DESCRIPTION OF THE TASK — Pull out every line below that contains the string "foliage". Case matters when matching.

^^^^^^^^^^^^^^^^

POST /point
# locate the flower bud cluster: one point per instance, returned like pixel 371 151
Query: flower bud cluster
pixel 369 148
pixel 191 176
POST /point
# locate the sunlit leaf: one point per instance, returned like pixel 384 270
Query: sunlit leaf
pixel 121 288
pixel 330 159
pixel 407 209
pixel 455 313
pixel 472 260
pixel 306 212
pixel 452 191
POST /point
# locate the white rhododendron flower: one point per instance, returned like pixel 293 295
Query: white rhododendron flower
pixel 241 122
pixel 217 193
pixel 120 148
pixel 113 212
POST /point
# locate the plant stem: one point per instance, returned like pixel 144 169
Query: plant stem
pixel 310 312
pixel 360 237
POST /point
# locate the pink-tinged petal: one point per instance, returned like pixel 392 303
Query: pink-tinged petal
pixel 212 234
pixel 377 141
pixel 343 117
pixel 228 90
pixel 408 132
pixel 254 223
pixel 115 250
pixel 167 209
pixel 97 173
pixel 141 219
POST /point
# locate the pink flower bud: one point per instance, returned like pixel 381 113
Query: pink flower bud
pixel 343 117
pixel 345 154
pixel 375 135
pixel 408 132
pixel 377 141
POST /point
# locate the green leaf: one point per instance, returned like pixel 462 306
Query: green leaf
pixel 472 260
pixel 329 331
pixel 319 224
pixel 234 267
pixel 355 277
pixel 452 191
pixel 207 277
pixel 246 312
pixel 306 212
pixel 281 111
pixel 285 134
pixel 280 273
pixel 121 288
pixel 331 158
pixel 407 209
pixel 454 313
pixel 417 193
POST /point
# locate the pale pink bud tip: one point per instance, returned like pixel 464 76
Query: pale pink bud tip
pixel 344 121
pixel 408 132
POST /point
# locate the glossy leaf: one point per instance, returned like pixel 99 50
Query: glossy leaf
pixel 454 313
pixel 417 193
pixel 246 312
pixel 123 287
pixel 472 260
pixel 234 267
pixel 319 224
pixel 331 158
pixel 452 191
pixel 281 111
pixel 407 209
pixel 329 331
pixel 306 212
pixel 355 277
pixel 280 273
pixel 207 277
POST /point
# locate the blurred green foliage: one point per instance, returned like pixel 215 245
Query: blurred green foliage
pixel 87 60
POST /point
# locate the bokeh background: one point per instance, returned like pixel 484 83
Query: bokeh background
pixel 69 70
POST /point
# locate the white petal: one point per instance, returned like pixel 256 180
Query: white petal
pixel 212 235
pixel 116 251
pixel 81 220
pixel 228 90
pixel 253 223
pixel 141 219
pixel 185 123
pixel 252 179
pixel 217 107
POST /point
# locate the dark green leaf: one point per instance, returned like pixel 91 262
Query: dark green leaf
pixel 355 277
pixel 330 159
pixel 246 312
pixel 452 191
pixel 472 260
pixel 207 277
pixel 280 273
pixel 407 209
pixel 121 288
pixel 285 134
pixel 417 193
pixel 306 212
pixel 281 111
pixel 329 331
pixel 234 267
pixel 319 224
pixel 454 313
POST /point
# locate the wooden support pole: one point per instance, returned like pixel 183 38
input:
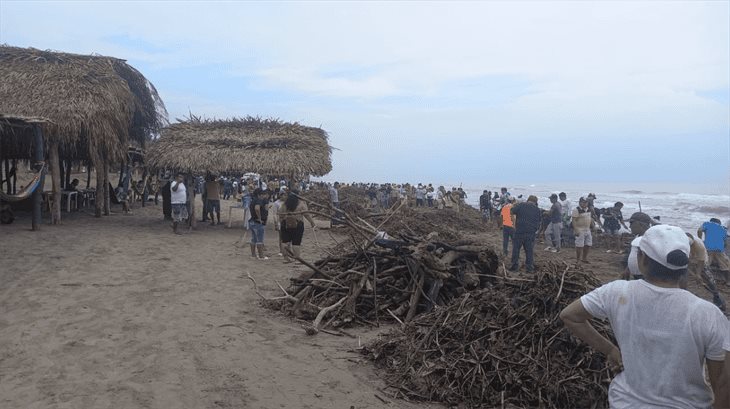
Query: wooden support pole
pixel 99 202
pixel 62 173
pixel 69 170
pixel 88 173
pixel 106 197
pixel 15 175
pixel 38 157
pixel 55 182
pixel 7 177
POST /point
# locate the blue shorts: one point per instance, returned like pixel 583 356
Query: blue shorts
pixel 257 232
pixel 179 212
pixel 214 205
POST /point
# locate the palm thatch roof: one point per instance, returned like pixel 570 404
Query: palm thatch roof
pixel 237 145
pixel 96 105
pixel 16 136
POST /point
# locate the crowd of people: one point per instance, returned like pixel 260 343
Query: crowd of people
pixel 665 337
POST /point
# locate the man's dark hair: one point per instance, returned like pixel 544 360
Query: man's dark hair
pixel 659 271
pixel 292 200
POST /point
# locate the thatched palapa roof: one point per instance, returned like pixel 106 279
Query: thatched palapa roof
pixel 16 136
pixel 237 145
pixel 96 105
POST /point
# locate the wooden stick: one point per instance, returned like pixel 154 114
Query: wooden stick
pixel 315 325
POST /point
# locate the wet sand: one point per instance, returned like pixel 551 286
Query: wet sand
pixel 118 312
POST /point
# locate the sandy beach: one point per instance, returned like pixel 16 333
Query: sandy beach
pixel 118 312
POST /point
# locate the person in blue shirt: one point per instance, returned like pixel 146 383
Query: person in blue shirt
pixel 714 238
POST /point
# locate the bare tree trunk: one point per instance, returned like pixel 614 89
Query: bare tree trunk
pixel 55 182
pixel 107 203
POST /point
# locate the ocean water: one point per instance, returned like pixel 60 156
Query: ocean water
pixel 686 206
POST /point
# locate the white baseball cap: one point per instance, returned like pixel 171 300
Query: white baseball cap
pixel 662 242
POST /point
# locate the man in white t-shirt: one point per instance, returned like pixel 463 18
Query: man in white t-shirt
pixel 178 199
pixel 665 335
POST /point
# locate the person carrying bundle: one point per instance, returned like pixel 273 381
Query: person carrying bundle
pixel 666 336
pixel 292 214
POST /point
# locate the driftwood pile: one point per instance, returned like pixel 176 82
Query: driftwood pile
pixel 446 222
pixel 353 200
pixel 387 280
pixel 502 346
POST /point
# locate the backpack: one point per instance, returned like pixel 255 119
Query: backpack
pixel 290 222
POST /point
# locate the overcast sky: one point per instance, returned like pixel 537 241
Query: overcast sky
pixel 521 92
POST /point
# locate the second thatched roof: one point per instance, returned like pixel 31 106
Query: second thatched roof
pixel 237 145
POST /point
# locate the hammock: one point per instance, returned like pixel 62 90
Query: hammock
pixel 26 191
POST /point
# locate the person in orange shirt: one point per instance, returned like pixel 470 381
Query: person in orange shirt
pixel 508 226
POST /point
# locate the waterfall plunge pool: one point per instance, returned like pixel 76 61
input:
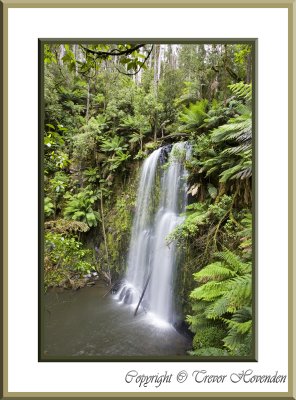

^^^^^^^^^^^^^^^^

FINAL RESULT —
# locate the blurred green foliage: one point per instance, returned like pixel 215 245
Query: blurred green foliage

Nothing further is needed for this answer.